Leveraging personal computing and connectivity to work from home has not been a smooth ride for everyone. Even some of the most tech-savvy individuals, the kind who enjoy collecting the latest gadgets and apps, have realized that full-time remote work is not exactly what they expected. If you are used to occasionally sending emails from home or participating in Skype conferences from time to time, working full shifts in this fashion will be a challenge. On the flip side of that coin are freelancers and field employees who are used to working from home or on a remote capacity; these are the professionals who can teach the rest of us to adjust to this new reality.
One thing we have learned from professionals who are used to telecommuting is the need to maintain an adequate internet presence. You may have noticed how many Twitter users have changed their profile pictures with photos that show them wearing a surgical mask or a cloth face covering. While this is mostly done for the purpose of solidarity and to encourage others to follow measures to mitigate contagion, there is a strong underlying idea to keeping online profiles up-to-date.
As you can see from this Crunchbase example, activity has been updated to reflect recent news stories, Twitter posts, and LinkedIn updates; this is a simple and effective way to refresh online profiles. Since more people are meeting online in lieu of doing so in person, there is a greater chance that they will query your online profiles; to this effect, you should not forget about search engine optimization since more users will begin their queries on Google. Placing strategic SEO keywords and key phrases within the narrative section of internet profiles can help the Google crawler understand why they should be listed higher on the search engine results page.
----------------------------------------
(Problem details)
According to the text on working from home, what do the new profile pictures of many Twitter users show?

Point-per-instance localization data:
----------------------------------------
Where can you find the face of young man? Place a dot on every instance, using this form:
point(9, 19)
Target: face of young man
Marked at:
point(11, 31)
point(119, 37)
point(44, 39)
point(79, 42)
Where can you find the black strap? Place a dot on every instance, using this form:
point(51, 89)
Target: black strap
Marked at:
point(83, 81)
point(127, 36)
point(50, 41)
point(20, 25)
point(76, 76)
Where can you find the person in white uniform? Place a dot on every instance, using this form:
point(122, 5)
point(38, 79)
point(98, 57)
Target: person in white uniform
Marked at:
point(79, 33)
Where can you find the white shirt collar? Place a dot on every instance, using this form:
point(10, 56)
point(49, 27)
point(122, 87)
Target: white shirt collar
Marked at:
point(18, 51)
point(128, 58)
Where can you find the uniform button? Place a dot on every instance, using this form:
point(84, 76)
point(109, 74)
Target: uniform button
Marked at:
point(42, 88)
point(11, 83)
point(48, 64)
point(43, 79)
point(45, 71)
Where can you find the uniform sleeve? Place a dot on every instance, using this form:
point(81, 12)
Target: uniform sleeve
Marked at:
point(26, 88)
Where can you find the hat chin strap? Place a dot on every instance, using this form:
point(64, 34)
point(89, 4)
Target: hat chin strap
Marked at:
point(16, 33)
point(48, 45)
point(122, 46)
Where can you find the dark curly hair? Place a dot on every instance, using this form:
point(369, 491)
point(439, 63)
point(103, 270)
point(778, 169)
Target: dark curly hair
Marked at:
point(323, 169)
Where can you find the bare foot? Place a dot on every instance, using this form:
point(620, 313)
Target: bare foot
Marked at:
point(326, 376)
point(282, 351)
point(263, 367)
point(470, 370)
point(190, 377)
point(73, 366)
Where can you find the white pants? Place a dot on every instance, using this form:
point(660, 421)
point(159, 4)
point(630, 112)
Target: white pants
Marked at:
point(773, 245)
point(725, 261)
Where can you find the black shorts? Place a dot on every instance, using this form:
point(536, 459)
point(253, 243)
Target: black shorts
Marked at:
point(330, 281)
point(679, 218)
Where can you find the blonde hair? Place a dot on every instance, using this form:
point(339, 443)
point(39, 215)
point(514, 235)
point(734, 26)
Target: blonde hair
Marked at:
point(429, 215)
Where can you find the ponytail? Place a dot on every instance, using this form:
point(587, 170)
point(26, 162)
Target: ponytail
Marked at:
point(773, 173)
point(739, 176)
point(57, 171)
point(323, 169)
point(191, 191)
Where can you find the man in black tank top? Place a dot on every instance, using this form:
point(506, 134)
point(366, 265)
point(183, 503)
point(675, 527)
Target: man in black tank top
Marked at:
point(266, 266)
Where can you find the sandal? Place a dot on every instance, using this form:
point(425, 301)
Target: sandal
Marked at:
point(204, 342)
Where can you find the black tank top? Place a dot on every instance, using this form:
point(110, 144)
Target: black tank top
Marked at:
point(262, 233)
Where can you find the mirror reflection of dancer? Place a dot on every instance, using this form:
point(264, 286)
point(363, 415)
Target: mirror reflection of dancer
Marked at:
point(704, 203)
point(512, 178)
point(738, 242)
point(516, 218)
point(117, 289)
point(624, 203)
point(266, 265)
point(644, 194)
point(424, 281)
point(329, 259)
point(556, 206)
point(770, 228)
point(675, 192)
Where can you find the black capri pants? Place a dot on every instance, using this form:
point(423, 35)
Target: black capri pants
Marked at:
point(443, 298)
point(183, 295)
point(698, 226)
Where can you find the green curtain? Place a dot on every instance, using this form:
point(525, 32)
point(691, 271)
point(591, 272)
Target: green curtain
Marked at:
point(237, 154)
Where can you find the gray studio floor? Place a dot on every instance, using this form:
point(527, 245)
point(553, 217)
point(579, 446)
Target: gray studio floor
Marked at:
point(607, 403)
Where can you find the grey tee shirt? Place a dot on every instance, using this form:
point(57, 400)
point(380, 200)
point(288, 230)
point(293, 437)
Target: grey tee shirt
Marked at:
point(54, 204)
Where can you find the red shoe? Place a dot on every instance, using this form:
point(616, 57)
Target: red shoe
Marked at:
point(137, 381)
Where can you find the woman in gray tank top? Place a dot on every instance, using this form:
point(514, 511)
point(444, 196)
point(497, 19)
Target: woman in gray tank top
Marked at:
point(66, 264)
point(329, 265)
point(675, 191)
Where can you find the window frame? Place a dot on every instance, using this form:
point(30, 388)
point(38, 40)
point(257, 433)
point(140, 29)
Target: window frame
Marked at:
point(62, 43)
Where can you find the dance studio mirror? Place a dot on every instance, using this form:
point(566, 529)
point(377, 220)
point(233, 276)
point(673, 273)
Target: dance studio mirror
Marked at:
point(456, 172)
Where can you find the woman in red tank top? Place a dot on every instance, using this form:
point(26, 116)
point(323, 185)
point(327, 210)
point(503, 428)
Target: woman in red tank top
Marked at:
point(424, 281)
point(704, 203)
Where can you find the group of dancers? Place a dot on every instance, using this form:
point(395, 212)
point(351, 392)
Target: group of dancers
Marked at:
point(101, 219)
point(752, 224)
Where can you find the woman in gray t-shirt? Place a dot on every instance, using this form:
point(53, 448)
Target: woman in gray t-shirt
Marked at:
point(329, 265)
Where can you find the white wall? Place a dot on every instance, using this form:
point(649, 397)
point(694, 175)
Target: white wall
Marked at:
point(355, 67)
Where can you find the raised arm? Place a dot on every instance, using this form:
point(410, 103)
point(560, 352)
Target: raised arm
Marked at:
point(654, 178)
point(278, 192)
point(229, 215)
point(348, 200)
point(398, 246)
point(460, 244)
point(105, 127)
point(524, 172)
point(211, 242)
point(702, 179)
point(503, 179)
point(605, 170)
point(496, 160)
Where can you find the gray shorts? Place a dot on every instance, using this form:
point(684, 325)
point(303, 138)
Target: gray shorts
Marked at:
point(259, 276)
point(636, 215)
----------------------------------------
(Answer area)
They show the users wearing a surgical mask or a cloth face covering.